[What the exercise asks] Please recast, as a numbered list without blank lines, only the part of the entries below that opens with the line containing "Confirm that each instance of the cardboard carton" and runs through the end of the entries.

[Data extract]
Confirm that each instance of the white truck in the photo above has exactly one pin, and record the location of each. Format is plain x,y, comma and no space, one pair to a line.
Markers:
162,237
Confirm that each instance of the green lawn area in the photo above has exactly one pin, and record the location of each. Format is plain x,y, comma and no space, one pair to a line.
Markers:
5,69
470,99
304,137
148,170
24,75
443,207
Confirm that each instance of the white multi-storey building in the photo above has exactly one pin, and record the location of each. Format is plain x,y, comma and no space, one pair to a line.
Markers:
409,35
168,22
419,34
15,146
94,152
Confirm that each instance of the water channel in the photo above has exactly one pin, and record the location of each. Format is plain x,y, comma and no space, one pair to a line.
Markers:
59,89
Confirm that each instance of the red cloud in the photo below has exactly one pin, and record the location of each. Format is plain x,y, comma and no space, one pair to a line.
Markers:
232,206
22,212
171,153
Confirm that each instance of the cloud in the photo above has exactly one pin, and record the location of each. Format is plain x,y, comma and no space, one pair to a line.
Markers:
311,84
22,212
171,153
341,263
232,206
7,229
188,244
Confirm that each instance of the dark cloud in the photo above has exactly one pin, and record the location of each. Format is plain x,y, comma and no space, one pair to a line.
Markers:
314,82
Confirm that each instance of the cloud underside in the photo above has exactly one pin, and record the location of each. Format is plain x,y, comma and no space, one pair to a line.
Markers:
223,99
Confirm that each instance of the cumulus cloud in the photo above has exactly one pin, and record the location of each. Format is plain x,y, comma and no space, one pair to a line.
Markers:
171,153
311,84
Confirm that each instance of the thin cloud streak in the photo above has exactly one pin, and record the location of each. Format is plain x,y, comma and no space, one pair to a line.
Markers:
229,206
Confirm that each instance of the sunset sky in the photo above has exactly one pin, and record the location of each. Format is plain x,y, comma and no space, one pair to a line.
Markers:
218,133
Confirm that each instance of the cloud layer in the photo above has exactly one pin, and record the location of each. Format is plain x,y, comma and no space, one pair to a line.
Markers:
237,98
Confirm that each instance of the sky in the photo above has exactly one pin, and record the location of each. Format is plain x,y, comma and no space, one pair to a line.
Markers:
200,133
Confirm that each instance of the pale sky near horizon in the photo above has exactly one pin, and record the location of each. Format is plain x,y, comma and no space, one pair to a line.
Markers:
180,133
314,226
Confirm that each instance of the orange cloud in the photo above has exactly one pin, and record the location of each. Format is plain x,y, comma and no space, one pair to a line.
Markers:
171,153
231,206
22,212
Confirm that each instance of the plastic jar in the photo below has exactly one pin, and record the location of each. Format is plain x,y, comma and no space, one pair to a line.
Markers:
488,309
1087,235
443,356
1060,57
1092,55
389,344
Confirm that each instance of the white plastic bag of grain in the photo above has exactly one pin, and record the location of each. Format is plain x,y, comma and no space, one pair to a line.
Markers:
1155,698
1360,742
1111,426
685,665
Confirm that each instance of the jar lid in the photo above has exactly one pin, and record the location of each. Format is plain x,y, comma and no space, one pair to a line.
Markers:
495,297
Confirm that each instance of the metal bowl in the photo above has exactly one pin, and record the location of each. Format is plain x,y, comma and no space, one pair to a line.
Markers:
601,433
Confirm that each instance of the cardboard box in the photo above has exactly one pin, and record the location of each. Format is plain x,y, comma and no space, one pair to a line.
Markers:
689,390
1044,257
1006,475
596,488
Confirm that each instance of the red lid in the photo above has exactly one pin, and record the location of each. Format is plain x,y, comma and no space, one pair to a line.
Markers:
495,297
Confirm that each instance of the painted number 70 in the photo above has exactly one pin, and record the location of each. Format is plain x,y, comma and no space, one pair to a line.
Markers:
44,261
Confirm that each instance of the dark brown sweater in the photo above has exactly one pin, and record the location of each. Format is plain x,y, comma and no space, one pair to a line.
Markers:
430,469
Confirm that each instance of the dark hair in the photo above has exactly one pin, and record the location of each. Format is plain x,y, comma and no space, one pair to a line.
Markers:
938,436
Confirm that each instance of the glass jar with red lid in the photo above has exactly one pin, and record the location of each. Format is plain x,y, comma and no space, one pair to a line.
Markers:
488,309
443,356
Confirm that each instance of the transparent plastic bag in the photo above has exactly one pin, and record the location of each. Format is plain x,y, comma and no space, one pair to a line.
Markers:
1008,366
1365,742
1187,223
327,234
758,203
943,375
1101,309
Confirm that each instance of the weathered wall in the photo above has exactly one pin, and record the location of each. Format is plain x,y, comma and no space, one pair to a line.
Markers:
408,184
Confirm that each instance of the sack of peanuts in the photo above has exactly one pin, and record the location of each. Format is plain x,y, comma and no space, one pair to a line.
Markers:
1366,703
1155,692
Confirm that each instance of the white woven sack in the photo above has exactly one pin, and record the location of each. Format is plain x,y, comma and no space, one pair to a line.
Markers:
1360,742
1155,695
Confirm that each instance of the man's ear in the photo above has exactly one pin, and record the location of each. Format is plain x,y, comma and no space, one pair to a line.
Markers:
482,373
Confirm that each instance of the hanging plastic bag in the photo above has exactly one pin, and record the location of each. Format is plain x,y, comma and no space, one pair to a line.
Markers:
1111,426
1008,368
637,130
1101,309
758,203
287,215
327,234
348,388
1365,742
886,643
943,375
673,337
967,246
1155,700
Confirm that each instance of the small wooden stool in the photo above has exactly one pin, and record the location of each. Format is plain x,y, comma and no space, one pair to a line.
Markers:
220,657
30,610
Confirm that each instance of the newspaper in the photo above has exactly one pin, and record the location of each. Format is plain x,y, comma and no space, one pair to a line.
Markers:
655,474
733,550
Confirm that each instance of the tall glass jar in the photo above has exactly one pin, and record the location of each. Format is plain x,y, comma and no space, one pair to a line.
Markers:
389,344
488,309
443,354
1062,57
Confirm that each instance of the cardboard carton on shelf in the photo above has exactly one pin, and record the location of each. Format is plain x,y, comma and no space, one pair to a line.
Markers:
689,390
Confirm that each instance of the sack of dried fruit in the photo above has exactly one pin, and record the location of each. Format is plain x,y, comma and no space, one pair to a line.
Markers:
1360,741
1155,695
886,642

[Task solution]
1. Confirm that each instance of the cardboard carton on shelf in the photo above has exactly one pin, and record the location of each. Format is plain x,y, comma and no space, one pair to a line.
2. Markers:
3. 689,390
4. Confirm that each instance of the sack of dried fruit in the photo above has exactly one pin, and record the location of each. Format is plain x,y, comma and no space, one pair to a line.
5. Markers:
6. 1360,741
7. 1155,695
8. 886,642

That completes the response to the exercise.